---------- Passage provided ----------
Beyond that, it's been a nice addition to my fitness regimen (which has become a mainstay in my life). I recognize the glare of growing older, and I have not sunken into a carb-filled haze of self pity. I have taken control of that which I am able to, and I have done something about my surroundings.
It's strange - when I feel weary or unsure of myself, I blog more. When I feel secure, safe and sailing through the seas of this life with vigor and vitality, I don't blog.
Strange how that works.
There are days when I'm infinitesimally close to giving up on Journalism. It's become a garbage racket filled with old boys and old girls who don't want to give up the reigns because they fear for their job security instead of succumbing to the power of the written word.
They are pawns. And I play in their game.
But maybe that's all changing.
Music has always been where my heart is - and I've found some smalltown friends that I can play with. Friends who take me in for who I am, and who are keen to trade harmonies and melodies for hours on end.
----------
- Problems to work on:
A – According to the blog excerpt, when does the writer blog more?
B – In the blog excerpt, what are all the conditions the writer names as times when they don't blog?
---------- Record set ----------
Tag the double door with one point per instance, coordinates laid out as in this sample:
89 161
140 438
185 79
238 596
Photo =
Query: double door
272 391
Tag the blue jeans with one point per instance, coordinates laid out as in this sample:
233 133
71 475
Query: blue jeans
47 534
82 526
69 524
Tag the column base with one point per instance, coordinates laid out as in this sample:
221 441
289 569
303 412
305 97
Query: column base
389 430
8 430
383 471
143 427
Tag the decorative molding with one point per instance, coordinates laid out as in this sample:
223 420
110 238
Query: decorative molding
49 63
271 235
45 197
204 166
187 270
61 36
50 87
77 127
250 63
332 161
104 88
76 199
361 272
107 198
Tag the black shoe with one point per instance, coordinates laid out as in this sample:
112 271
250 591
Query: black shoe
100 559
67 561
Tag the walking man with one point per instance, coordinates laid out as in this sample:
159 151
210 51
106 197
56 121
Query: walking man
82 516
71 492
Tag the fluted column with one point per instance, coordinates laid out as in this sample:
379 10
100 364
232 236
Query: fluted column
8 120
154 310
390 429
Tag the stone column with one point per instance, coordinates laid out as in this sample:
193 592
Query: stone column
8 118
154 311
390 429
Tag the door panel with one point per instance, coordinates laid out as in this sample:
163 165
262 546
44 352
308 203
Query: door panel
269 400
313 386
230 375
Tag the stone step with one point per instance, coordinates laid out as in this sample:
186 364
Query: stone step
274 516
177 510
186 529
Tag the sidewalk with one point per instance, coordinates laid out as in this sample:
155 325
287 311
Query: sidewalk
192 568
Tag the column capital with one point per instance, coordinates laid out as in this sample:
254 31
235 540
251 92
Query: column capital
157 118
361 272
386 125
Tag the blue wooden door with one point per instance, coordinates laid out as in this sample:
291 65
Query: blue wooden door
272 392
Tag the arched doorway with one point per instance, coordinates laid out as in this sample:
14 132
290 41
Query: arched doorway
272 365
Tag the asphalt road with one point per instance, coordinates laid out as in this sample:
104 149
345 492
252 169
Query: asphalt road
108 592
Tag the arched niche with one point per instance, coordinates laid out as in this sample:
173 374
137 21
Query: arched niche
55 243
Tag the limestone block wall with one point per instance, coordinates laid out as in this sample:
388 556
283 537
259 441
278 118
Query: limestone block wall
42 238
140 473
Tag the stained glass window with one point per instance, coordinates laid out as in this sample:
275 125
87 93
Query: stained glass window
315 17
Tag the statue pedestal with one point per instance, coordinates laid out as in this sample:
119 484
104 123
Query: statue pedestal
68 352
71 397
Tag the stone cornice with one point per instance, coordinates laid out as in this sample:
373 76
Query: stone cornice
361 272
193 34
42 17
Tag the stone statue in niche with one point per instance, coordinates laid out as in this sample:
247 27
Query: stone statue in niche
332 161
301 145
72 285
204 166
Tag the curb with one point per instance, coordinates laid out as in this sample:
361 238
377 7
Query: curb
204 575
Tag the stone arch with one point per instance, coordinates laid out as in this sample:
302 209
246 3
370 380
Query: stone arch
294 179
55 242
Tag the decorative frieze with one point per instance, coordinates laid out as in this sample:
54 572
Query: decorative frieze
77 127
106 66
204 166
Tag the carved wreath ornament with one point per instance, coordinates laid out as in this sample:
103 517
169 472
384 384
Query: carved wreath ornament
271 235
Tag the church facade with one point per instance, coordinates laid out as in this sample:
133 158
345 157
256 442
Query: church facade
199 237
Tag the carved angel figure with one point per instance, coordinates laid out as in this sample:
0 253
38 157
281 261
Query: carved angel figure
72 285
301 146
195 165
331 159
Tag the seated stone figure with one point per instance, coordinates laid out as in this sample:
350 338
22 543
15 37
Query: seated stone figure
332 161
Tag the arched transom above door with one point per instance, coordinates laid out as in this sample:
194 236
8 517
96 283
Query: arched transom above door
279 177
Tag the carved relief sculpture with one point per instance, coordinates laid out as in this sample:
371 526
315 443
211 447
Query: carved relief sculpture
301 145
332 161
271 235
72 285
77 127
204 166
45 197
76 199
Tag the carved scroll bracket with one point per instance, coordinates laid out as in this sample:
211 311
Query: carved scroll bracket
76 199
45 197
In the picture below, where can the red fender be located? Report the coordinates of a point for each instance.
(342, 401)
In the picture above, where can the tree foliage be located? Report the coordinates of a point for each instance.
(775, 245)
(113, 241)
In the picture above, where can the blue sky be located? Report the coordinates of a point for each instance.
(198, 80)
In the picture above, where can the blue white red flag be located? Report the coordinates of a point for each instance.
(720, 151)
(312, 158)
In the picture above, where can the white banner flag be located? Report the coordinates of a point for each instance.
----------
- Results in order:
A – When the writer feels weary or unsure of themselves.

B –
- Feeling secure
- Feeling safe
- Sailing through the seas of this life with vigor and vitality